## Work item
Reproduce each entry below verbatim.

== == ==

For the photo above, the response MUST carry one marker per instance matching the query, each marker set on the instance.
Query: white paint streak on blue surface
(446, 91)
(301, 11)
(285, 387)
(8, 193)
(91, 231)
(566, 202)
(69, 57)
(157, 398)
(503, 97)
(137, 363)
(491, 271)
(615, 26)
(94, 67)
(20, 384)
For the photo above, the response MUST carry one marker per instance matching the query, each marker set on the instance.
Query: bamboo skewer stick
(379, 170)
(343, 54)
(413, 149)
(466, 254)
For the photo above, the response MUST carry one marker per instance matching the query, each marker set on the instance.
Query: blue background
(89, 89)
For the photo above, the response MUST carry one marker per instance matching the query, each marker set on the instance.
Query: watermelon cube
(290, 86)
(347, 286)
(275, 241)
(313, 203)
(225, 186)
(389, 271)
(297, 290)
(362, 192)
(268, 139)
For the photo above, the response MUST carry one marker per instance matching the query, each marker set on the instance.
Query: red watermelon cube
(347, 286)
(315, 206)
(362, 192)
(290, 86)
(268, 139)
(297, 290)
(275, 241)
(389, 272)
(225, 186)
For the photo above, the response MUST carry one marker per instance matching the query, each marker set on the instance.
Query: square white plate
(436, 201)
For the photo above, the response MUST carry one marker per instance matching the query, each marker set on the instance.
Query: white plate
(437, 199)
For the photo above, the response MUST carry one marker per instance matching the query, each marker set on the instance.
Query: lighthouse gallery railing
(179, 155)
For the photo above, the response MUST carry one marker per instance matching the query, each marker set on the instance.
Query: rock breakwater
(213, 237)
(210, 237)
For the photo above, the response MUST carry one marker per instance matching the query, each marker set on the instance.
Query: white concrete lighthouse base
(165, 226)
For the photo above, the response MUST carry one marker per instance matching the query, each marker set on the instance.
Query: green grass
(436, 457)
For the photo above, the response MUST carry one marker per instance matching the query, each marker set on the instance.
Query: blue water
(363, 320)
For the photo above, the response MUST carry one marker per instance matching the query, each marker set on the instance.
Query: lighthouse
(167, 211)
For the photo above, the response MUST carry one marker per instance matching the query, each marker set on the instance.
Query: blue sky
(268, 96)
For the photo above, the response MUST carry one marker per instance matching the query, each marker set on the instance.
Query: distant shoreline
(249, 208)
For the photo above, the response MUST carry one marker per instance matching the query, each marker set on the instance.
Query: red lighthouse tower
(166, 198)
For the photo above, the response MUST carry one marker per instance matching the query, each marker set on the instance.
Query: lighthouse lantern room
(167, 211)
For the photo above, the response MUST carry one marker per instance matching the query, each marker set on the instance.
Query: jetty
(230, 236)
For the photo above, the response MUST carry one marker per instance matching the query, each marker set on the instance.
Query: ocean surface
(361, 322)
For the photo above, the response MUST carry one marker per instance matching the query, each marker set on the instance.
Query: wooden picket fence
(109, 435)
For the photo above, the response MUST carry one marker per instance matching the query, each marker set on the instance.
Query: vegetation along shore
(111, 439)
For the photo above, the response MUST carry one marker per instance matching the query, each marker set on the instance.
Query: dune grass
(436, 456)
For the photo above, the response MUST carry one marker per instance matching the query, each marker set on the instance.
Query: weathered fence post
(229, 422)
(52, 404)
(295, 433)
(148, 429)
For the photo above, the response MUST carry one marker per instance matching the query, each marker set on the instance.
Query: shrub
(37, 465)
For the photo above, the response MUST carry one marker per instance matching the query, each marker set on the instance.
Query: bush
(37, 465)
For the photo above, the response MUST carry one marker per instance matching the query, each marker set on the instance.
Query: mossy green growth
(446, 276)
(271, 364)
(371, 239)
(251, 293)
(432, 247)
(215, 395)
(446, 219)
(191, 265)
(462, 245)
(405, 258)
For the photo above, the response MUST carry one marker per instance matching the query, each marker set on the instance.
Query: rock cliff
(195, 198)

== == ==

## Answer to this problem
For the photo above, the response MUST carry one marker per instance matching the query, each marker set on the instance.
Query: white paint streak on blue surface
(446, 91)
(301, 11)
(285, 387)
(8, 193)
(91, 231)
(566, 202)
(69, 57)
(157, 398)
(503, 97)
(137, 363)
(491, 271)
(615, 26)
(94, 67)
(20, 384)
For the photo above, the response MUST carry one marker per instance matching the query, each marker set on the instance.
Query: bamboo skewer stick
(379, 170)
(343, 54)
(413, 149)
(466, 254)
For the photo above, the response MUST carry one marker per instance matching the query, each marker set on the instance.
Query: blue background
(89, 89)
For the photo above, the response MUST carry one marker per instance matching the query, each marker set on the instance.
Query: watermelon cube
(290, 86)
(347, 286)
(275, 241)
(313, 203)
(225, 186)
(389, 271)
(297, 290)
(362, 192)
(268, 139)
For the photo above, the response MUST carry one marker per instance matching the query, each marker set on the instance.
Query: red watermelon cube
(347, 286)
(315, 206)
(362, 192)
(290, 86)
(268, 139)
(297, 290)
(275, 241)
(389, 272)
(225, 186)
For the photo above, the response MUST carry one marker per instance matching the query, each marker set on the instance.
Query: square white plate
(436, 201)
For the photo above, the response MUST carry one marker per instance matching the query, each marker set on the instance.
Query: white plate
(437, 199)
For the photo above, the response MUST carry one marker per instance matching the query, each marker set on the instance.
Query: lighthouse gallery railing
(179, 155)
For the photo above, the response MUST carry one marker per instance matching the query, each marker set on the instance.
Query: rock breakwater
(213, 237)
(210, 237)
For the photo above, the response MUST carry one marker per instance matching the query, each marker set on the instance.
Query: white concrete lighthouse base
(165, 226)
For the photo above, the response MUST carry one marker per instance matching the query, each marker set on the instance.
Query: green grass
(436, 457)
For the photo above, the response MUST carry one marker per instance matching the query, each marker set on the instance.
Query: blue water
(363, 320)
For the photo above, the response MUST carry one marker per instance matching the query, each marker set on the instance.
Query: lighthouse
(167, 211)
For the photo above, the response MUST carry one marker per instance matching the query, each marker set on the instance.
Query: blue sky
(268, 96)
For the photo above, the response MUST carry one marker per instance matching the query, each marker set on the instance.
Query: distant shoreline
(249, 208)
For the photo above, the response MUST carry one marker per instance matching the query, each marker set on the instance.
Query: red lighthouse tower
(166, 198)
For the photo above, the response MUST carry one marker per instance matching the query, each marker set on the instance.
Query: lighthouse lantern room
(167, 211)
For the photo above, the response MUST carry one marker per instance matching the query, each marker set on the instance.
Query: jetty
(230, 236)
For the photo above, the response MUST carry one marker per instance matching the query, each marker set on the instance.
Query: ocean surface
(361, 322)
For the photo above, the response MUST carry one marker per instance matching the query, each marker set on the instance.
Query: wooden picket fence
(109, 435)
For the photo above, the response MUST carry one marker per instance matching the query, each marker set on the instance.
Query: vegetation along shore
(111, 439)
For the photo above, the response MUST carry one marker per instance matching the query, each marker set on the instance.
Query: dune grass
(436, 456)
For the photo above, the response MUST carry one marker per instance matching the query, each marker set on the instance.
Query: weathered fence post
(229, 422)
(52, 404)
(295, 433)
(148, 429)
For the photo above, the response MUST carry one marker per instance matching the query, each marker set on the instance.
Query: shrub
(37, 465)
For the photo above, the response MUST carry one marker per instance matching the query, each marker set on the instance.
Query: bush
(37, 465)
For the photo above, the response MUST carry one marker per instance matching the query, each marker set on the instance.
Query: mossy green growth
(446, 276)
(271, 364)
(371, 239)
(251, 293)
(432, 247)
(215, 395)
(446, 219)
(191, 265)
(462, 245)
(405, 258)
For the photo above, the response MUST carry one marker per instance matching the query, each marker set on the instance.
Query: rock cliff
(195, 198)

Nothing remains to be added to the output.